## WORK INSTRUCTIONS:
a. In the trade data excerpt, what was May's year-over-year trade balance in US dollars?
b. Reproduce the entries that follow the trade data excerpt word for word, starting with their first line and going on through the line with "x=815, y=734".

[START SELECTED PASSAGE]

May Foreign Reserves   $3.1 trillion versus $3.09 trillion estimate and April’s $3.094 trillion .

Takeaway: FX reserves are no longer newsworthy as they have been very stable though policy makers have plenty of dry powder. The irony is the FX Reserves’ increase were largely driven higher by the rally in US Treasuries due to the trade war escalation. 

Trade Data in US $ Year over Year

  • Exports: 1.1% versus estimate -3.9% estimate and April’s -2.7%
  • Imports: -8.5% versus estimate -3.5% and April’s 4%
  • Trade Balance: $41.65B versus estimate $22.3B and April’s $13.84B 


Trade Date in CNY Year over Year

  • Exports: 7.7% versus estimate 4.7% and April’s 3.1%
  • Imports: -2.5% versus estimate 5.8% and April’s 10.3%
  • Trade Balance: 279.12 versus estimate 136B and April 93.5B


Takeaway
: Imports were light while exports and the trade balance exceeded market expectations. The view has been the light imports are indicative of a weakening domestic economy though weak commodity prices were likely a factor as well. Despite the positive numbers, the view is Chinese exports are rushing to get new orders out in advance of potential new tariffs. Global PMIs have weakened over the last month as the trade war is likely have an impact on the global economy.

[END SELECTED PASSAGE]
[START DATA TO PROCESS]

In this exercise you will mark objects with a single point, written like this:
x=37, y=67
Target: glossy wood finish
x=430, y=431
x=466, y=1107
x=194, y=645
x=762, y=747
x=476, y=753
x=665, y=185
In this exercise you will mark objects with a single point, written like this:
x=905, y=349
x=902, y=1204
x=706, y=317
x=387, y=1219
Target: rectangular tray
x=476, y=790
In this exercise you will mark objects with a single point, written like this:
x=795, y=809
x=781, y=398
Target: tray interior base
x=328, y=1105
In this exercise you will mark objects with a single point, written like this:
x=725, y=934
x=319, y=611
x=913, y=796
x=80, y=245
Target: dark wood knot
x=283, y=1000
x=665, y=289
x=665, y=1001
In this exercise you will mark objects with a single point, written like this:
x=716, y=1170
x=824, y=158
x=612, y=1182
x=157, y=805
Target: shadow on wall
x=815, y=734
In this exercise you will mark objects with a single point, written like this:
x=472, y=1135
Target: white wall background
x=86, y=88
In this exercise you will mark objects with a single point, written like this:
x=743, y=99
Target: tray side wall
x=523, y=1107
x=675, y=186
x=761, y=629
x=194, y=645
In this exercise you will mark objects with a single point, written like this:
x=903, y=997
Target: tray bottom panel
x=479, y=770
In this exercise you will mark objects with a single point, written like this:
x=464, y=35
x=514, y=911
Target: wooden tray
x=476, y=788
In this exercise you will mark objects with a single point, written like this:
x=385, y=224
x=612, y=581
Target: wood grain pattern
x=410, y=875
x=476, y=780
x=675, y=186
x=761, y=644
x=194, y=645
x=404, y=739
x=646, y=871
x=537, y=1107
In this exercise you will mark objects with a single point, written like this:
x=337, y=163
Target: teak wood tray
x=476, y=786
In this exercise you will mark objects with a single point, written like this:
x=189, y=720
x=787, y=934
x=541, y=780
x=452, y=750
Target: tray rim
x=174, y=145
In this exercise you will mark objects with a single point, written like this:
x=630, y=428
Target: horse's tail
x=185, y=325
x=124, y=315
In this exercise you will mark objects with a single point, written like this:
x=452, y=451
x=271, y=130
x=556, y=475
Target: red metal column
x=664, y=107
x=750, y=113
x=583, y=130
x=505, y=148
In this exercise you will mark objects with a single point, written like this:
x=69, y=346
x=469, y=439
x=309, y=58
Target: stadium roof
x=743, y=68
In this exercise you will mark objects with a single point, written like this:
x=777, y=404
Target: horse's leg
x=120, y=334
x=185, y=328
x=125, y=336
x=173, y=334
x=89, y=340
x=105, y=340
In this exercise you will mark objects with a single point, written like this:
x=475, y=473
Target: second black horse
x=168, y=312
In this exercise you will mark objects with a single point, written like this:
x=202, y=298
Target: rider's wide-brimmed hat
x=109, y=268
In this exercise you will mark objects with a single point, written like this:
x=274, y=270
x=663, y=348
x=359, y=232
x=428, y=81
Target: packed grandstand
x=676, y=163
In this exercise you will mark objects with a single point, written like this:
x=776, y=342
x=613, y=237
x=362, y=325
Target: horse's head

[END DATA TO PROCESS]

## IN RESPONSE:
a. $41.65B

b.
In this exercise you will mark objects with a single point, written like this:
x=37, y=67
Target: glossy wood finish
x=430, y=431
x=466, y=1107
x=194, y=645
x=762, y=747
x=476, y=753
x=665, y=185
In this exercise you will mark objects with a single point, written like this:
x=905, y=349
x=902, y=1204
x=706, y=317
x=387, y=1219
Target: rectangular tray
x=476, y=790
In this exercise you will mark objects with a single point, written like this:
x=795, y=809
x=781, y=398
Target: tray interior base
x=328, y=1105
In this exercise you will mark objects with a single point, written like this:
x=725, y=934
x=319, y=611
x=913, y=796
x=80, y=245
Target: dark wood knot
x=283, y=1000
x=665, y=289
x=665, y=1001
In this exercise you will mark objects with a single point, written like this:
x=716, y=1170
x=824, y=158
x=612, y=1182
x=157, y=805
Target: shadow on wall
x=815, y=734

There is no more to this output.